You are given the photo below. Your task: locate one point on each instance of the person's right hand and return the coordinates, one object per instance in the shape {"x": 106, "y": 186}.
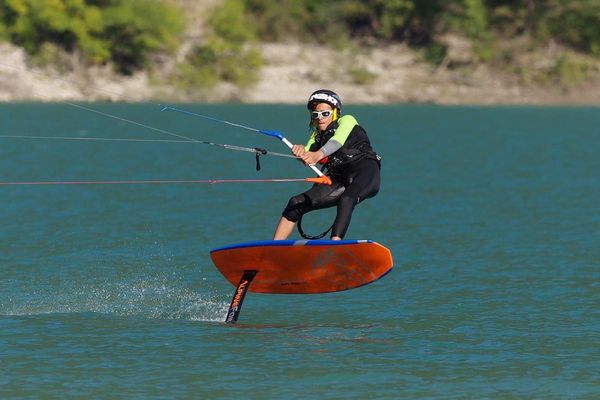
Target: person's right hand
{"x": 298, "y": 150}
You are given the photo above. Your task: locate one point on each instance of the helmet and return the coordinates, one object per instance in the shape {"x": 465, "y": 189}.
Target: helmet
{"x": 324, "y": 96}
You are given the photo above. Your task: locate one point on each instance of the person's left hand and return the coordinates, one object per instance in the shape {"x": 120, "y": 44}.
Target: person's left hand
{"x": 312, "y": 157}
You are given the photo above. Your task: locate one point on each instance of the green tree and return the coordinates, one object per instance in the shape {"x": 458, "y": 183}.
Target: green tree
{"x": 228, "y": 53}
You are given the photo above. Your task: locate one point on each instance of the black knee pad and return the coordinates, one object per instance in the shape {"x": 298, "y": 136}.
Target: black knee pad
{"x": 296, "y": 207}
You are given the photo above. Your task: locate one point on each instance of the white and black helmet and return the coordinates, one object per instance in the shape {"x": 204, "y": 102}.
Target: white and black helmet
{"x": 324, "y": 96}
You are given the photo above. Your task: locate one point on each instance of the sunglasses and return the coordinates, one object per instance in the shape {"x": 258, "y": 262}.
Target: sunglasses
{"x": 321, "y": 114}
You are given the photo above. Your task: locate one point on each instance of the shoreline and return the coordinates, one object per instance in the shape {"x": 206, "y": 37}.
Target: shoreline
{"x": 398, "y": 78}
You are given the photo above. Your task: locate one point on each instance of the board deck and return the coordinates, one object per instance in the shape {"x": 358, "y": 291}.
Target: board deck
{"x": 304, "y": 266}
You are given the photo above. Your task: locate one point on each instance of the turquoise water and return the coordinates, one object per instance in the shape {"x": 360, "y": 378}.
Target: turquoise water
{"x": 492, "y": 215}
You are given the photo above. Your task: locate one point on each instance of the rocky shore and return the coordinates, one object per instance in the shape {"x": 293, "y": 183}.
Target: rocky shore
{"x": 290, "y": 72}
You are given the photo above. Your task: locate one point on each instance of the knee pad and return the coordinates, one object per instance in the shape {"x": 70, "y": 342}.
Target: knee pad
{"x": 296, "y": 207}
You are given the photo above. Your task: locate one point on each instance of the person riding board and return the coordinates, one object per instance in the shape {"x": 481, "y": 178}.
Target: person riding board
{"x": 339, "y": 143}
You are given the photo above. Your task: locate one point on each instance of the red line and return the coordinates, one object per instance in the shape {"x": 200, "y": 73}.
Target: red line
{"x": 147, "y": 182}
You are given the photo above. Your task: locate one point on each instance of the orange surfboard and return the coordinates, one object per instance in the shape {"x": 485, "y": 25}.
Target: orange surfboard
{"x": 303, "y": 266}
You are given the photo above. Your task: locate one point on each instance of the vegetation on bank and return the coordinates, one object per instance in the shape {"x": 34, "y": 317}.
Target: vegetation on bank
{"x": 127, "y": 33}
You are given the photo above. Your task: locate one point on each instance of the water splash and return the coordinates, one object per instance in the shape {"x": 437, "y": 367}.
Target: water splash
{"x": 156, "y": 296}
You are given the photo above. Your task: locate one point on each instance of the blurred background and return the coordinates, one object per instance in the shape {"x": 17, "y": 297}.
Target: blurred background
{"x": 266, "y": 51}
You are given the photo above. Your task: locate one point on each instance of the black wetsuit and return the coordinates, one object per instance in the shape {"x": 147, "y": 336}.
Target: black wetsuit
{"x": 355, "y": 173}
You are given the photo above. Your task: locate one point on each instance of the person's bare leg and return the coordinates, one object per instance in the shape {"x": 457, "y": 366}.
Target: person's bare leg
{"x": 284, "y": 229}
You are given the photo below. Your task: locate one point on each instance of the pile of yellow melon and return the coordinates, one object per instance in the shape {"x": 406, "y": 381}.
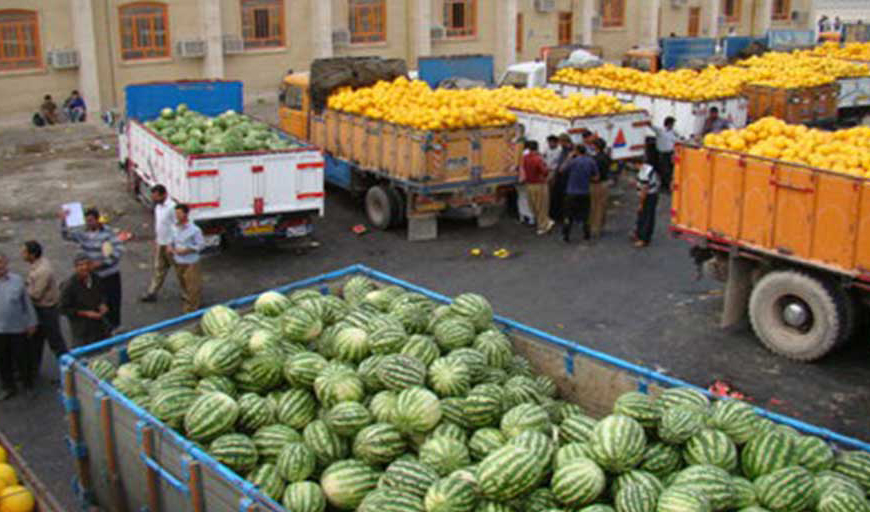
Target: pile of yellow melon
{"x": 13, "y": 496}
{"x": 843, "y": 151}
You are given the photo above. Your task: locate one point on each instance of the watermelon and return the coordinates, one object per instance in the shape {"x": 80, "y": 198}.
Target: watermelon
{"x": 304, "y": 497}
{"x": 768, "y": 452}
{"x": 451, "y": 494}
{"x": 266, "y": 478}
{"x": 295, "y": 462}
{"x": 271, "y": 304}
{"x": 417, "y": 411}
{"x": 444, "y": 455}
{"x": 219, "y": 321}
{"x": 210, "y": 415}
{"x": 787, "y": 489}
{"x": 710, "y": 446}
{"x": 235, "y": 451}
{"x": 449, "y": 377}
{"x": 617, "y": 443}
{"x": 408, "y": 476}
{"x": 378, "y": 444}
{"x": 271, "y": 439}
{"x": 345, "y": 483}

______

Exercise instructions
Gather all lines with the string "below" from the data.

Your response
You are given the photo below. Your task: locate one point on each instance of the person's right hand and return the coordinates, one object per instance in the shape {"x": 106, "y": 186}.
You are given the photo below. Your task: locate one point on each instance of the pile of yellow melon and return the coordinates, one object per instance in the shape {"x": 406, "y": 381}.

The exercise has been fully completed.